* Travail attendu *
Indiquez combien de lignes du matériel ci-dessous contiennent le mot « bumper ». Ne donnez que ce nombre.

* Entrées répertoriées *
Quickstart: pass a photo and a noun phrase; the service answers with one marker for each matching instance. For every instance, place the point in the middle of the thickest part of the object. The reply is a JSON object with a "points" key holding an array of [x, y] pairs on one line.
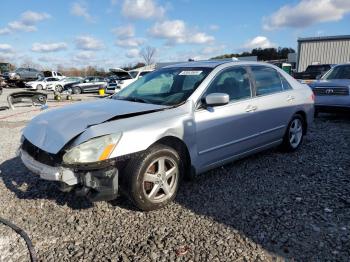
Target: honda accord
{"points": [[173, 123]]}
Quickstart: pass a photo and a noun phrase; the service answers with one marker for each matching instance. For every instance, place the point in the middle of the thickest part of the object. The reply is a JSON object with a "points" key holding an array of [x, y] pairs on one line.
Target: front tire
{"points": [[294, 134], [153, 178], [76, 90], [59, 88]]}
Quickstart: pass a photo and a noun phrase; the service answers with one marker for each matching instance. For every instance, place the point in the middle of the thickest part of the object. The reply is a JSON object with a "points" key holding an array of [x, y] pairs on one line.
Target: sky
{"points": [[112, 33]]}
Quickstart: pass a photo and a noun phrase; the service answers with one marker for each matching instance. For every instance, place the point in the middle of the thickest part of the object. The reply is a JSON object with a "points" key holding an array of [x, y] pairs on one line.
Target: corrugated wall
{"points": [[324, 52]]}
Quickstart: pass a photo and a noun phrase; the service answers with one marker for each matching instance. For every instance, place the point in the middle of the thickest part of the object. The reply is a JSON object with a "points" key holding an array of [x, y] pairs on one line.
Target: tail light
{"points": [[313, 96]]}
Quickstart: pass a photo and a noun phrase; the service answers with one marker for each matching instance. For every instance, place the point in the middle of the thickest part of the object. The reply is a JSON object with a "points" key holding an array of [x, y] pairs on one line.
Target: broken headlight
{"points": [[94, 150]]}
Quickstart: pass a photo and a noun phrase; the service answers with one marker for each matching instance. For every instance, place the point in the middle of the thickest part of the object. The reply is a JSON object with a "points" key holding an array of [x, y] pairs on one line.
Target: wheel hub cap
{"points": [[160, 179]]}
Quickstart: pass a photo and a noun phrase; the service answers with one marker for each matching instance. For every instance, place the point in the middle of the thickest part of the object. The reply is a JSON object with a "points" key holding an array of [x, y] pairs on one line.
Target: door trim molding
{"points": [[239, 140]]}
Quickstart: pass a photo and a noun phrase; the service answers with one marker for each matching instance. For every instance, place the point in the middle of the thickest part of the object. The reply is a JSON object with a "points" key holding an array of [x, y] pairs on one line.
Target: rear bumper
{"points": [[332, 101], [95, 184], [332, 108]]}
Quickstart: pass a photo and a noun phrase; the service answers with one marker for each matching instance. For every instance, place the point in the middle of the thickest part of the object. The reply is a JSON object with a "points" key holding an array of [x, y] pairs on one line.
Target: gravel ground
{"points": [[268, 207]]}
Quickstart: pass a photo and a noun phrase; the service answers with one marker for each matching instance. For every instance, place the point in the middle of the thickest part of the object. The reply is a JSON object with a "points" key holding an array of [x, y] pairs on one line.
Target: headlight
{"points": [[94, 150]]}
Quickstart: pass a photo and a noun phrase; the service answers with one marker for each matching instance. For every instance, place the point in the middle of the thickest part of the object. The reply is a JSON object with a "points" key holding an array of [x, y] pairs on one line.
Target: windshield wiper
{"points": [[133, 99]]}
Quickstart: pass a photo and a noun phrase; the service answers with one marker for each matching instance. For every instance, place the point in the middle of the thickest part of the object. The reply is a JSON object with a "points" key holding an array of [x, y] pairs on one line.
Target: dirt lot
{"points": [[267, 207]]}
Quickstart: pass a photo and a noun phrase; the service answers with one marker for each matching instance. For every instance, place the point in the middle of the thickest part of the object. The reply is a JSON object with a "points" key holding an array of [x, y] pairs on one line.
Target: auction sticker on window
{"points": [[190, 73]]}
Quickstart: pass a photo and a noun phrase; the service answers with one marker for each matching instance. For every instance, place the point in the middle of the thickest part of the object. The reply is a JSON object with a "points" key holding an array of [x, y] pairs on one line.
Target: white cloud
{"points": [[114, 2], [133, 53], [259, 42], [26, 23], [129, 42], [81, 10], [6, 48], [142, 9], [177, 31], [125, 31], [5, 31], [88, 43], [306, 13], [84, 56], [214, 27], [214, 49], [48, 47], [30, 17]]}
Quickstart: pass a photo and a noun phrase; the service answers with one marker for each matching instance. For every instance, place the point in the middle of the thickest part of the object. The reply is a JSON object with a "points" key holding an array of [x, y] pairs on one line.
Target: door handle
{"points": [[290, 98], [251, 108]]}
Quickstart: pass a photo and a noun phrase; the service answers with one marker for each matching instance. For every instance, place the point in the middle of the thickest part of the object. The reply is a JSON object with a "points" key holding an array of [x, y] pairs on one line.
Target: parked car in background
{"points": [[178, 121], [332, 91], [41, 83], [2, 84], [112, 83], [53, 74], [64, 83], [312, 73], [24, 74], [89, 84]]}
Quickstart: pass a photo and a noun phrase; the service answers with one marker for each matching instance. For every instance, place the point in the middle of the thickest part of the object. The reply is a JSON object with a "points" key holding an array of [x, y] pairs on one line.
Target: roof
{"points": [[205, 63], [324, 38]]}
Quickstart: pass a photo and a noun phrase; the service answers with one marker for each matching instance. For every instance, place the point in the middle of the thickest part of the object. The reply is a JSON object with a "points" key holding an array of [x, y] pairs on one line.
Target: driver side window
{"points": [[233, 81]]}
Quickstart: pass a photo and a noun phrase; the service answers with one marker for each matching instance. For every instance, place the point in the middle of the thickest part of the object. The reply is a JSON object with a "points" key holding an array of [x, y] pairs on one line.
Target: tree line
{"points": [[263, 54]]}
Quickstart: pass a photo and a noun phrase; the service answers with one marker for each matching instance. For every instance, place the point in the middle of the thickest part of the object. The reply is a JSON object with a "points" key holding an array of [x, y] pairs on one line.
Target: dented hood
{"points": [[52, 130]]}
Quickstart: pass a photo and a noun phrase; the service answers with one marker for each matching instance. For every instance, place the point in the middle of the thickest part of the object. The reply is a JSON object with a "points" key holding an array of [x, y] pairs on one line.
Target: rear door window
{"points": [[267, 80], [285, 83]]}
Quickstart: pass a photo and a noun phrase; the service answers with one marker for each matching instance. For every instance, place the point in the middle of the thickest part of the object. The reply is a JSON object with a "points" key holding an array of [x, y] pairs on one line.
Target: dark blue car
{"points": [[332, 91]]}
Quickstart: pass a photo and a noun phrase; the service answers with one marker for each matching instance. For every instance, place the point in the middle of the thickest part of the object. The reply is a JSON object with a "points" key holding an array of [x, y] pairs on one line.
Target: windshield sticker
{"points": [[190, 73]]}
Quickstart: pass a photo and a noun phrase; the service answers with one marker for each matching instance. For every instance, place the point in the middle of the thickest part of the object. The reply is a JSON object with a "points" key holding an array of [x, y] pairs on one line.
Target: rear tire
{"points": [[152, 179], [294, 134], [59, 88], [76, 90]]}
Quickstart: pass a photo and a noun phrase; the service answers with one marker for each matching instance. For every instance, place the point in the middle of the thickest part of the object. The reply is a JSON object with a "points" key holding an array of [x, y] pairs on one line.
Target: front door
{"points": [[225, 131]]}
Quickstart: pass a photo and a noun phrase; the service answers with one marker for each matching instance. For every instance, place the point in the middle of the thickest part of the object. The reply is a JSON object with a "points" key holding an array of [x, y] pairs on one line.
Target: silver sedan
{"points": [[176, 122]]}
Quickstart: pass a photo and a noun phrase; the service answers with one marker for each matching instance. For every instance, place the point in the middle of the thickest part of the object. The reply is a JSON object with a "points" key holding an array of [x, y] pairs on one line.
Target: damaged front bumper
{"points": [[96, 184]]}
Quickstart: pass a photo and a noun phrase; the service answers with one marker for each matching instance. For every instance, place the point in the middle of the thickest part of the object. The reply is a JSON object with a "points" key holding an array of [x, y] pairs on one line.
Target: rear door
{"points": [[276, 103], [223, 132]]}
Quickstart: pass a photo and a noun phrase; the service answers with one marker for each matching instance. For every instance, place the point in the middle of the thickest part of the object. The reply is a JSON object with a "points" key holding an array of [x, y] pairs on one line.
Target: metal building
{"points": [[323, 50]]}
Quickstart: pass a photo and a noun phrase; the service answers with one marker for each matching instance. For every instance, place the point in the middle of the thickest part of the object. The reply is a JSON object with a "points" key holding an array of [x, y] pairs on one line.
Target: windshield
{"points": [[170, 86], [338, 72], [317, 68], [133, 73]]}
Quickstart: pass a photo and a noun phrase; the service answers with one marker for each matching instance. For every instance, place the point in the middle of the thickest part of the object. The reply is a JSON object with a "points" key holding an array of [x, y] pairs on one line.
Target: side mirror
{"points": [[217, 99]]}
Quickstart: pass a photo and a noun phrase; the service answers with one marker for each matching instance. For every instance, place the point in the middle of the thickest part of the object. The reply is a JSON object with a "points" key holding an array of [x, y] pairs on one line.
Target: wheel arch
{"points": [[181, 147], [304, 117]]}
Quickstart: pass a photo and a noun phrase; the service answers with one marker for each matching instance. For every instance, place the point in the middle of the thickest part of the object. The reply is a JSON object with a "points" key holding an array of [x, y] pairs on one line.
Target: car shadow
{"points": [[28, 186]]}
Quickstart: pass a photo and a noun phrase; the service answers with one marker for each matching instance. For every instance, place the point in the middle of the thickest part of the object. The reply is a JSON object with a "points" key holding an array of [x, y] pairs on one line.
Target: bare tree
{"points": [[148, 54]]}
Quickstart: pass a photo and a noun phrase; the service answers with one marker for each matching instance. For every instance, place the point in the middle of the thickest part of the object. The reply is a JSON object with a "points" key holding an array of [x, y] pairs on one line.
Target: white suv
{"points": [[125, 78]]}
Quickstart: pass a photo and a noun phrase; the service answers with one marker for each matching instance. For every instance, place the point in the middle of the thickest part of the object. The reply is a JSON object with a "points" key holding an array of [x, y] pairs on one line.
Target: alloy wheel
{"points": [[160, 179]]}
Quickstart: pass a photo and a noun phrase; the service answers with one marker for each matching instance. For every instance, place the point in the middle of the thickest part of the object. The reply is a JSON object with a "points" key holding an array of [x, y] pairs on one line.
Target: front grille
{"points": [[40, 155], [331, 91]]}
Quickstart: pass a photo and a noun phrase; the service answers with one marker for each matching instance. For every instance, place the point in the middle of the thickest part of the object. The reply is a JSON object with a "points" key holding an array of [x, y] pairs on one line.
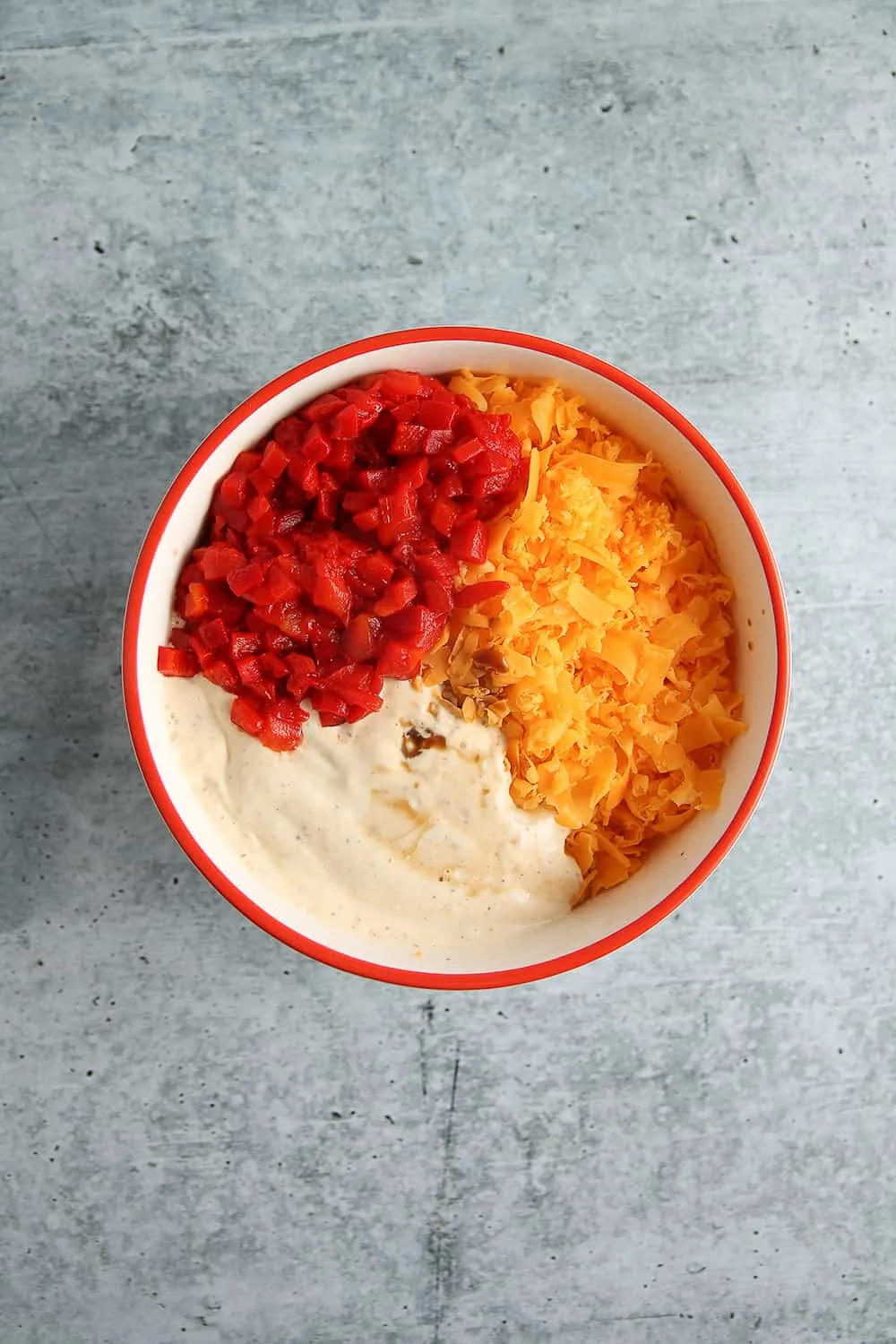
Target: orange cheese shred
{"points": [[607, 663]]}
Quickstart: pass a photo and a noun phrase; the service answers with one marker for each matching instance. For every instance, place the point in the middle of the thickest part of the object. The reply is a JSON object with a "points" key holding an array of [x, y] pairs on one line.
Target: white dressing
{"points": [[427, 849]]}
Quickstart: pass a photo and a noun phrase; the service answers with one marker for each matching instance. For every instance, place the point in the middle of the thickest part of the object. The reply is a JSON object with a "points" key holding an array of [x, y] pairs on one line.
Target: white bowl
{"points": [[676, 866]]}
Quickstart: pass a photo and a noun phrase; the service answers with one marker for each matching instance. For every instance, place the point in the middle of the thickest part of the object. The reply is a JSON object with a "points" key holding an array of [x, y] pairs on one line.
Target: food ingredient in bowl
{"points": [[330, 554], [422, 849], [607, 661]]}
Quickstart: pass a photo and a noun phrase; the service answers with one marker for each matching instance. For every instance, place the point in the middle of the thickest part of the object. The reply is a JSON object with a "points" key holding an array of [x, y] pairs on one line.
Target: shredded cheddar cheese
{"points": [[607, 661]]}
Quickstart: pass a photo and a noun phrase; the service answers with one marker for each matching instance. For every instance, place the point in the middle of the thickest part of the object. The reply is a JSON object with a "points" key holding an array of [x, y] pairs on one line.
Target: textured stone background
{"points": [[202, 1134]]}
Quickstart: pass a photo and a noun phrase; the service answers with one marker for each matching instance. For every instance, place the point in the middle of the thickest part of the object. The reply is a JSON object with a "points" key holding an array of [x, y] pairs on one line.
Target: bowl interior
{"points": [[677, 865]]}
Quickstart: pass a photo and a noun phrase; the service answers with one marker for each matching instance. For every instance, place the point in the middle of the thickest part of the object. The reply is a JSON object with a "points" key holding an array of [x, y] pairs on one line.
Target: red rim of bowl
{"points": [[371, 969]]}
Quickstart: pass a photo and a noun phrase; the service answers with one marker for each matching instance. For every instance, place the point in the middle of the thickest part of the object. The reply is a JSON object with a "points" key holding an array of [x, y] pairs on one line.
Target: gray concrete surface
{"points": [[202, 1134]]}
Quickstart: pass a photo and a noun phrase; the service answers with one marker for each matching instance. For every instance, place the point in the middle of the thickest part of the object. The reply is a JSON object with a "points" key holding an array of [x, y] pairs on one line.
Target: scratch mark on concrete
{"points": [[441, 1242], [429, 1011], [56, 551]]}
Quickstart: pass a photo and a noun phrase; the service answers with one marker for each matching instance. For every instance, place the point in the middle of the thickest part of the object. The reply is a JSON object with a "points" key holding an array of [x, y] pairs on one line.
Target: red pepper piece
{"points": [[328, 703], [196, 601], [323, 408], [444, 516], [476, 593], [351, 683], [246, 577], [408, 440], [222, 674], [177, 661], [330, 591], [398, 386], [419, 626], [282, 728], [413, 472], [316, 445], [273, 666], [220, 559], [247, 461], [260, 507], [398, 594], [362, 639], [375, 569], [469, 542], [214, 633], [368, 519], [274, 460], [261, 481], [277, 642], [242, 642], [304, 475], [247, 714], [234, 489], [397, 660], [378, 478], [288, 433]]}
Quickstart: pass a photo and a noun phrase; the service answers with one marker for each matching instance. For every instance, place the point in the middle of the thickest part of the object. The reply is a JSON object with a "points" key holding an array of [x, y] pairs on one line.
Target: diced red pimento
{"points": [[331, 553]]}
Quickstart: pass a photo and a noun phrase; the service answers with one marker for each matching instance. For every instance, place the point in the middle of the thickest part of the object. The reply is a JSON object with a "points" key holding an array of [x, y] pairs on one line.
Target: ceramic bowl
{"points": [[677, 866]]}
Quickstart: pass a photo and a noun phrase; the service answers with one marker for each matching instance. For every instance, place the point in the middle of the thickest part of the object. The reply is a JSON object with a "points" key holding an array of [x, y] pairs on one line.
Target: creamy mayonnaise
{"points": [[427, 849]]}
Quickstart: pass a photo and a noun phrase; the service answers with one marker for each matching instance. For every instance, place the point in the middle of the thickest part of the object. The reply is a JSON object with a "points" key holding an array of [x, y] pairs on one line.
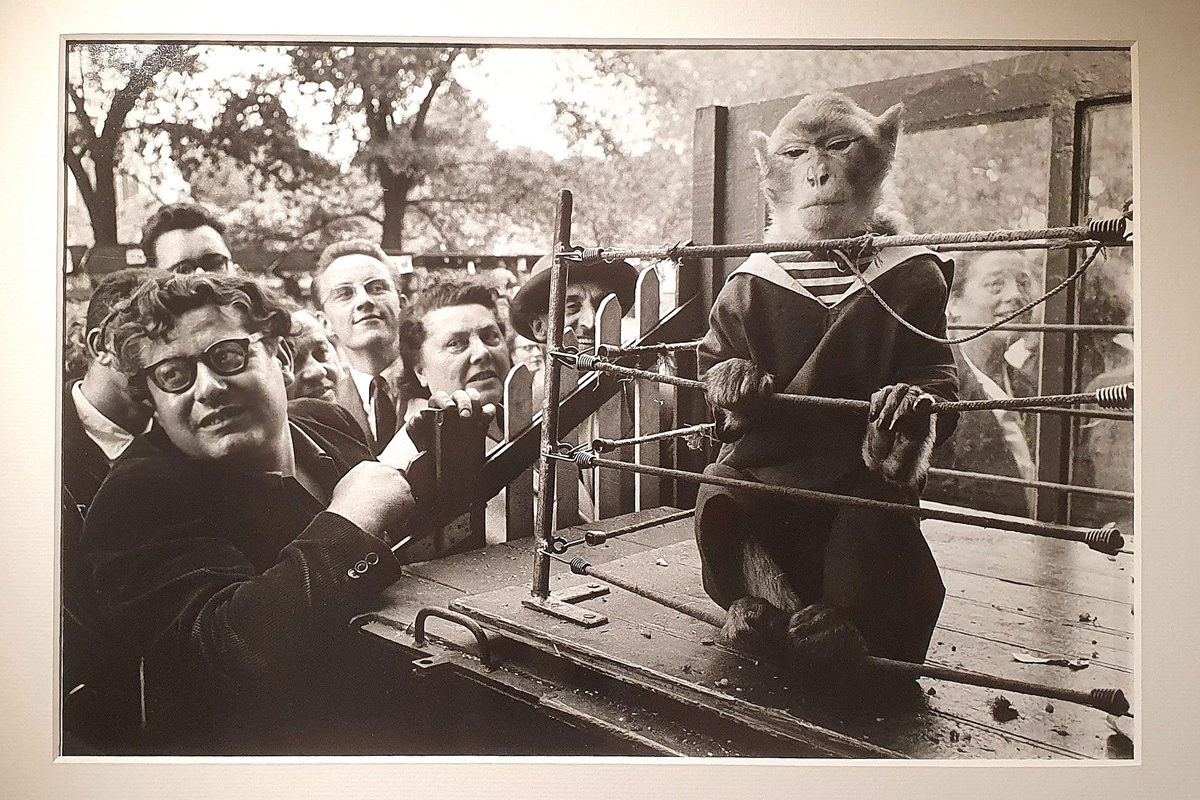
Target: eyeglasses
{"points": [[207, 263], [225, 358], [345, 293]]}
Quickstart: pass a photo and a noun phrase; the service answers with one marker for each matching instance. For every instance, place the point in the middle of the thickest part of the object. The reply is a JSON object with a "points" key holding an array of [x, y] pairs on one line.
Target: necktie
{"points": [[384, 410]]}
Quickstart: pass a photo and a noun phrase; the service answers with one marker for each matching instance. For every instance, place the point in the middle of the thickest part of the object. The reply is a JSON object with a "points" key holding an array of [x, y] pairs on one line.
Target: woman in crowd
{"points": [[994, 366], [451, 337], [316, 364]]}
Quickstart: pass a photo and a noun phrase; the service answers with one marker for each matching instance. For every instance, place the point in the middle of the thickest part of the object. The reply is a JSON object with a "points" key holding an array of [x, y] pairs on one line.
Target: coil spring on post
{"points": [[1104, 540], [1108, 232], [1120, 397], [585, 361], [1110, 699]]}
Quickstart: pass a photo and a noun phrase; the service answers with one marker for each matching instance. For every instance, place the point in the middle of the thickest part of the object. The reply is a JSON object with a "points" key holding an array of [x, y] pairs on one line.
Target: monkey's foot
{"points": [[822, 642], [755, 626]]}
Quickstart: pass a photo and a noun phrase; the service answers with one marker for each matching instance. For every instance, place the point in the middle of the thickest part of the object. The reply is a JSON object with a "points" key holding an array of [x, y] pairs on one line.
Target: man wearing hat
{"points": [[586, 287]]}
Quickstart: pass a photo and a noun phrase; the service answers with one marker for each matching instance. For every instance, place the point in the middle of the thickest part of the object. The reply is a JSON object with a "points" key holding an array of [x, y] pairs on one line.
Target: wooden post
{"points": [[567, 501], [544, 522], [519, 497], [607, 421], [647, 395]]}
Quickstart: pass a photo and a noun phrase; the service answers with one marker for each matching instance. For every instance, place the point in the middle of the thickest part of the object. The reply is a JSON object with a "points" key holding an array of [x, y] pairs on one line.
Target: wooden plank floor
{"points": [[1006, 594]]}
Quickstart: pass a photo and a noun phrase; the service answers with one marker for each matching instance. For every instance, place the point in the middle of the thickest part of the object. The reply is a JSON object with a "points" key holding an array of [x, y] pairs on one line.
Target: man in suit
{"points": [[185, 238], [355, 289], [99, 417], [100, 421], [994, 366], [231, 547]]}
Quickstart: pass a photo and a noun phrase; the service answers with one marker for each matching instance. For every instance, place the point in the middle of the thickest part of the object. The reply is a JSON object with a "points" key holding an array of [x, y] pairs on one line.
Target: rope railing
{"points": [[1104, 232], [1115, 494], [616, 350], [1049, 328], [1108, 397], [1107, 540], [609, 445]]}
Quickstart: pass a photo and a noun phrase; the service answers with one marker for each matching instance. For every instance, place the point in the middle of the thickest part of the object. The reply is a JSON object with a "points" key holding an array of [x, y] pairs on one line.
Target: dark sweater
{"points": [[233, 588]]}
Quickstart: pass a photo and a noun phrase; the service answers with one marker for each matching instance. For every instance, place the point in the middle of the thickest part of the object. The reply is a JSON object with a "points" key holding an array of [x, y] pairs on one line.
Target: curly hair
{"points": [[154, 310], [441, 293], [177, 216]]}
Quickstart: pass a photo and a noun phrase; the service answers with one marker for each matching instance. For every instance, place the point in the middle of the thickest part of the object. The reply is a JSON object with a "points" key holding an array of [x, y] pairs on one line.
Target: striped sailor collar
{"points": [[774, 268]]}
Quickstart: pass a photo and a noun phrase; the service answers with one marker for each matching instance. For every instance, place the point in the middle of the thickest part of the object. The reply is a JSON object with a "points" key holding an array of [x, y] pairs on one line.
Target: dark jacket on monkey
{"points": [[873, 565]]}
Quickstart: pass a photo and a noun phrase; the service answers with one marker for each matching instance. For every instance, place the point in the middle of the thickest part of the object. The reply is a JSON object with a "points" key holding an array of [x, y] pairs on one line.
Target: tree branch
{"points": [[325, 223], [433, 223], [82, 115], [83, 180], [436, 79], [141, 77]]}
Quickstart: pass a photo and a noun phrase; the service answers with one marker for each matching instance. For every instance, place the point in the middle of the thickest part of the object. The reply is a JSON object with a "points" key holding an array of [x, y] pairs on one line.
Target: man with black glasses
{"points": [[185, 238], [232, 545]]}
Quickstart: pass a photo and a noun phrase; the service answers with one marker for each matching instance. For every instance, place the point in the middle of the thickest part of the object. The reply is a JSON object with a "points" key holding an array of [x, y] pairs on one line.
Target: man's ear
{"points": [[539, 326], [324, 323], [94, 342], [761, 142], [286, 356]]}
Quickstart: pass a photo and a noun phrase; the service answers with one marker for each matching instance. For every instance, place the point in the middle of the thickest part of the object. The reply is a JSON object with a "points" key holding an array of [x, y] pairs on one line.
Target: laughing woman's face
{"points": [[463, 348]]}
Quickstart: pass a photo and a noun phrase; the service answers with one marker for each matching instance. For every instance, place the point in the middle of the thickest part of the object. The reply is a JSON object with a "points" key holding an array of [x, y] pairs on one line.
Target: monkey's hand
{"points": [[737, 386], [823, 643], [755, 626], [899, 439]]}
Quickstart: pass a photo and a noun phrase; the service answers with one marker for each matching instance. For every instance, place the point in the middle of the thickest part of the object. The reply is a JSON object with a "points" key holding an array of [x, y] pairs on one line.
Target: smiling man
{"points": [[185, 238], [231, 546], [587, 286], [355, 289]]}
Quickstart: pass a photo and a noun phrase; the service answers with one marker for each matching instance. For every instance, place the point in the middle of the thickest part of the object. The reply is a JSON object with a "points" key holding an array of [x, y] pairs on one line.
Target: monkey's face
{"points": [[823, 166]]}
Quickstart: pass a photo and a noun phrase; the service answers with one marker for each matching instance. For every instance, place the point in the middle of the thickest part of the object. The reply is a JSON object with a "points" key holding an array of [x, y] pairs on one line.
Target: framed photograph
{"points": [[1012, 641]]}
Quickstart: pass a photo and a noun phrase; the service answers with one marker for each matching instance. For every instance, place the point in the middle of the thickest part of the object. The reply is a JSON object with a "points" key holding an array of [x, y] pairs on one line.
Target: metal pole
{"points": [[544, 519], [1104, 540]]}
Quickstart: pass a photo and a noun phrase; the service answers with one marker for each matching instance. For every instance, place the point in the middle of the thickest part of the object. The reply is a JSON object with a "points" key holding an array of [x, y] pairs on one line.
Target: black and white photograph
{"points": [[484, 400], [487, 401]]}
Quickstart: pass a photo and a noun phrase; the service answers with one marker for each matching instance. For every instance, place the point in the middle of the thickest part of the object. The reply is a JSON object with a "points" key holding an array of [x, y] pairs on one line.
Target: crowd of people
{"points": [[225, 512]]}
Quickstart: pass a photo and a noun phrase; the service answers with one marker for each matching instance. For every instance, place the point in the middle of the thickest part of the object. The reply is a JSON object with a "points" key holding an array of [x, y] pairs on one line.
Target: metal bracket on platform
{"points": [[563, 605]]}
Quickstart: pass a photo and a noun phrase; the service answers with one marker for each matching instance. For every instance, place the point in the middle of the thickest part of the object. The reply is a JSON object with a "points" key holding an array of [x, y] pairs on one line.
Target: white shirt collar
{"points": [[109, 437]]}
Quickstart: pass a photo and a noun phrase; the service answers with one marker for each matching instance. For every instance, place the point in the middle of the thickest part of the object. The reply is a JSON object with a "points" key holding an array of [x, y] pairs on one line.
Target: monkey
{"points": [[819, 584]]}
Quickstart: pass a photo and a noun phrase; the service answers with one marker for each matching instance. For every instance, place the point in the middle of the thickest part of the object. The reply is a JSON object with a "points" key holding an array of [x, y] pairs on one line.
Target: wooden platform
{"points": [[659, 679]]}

* Solution du problème *
2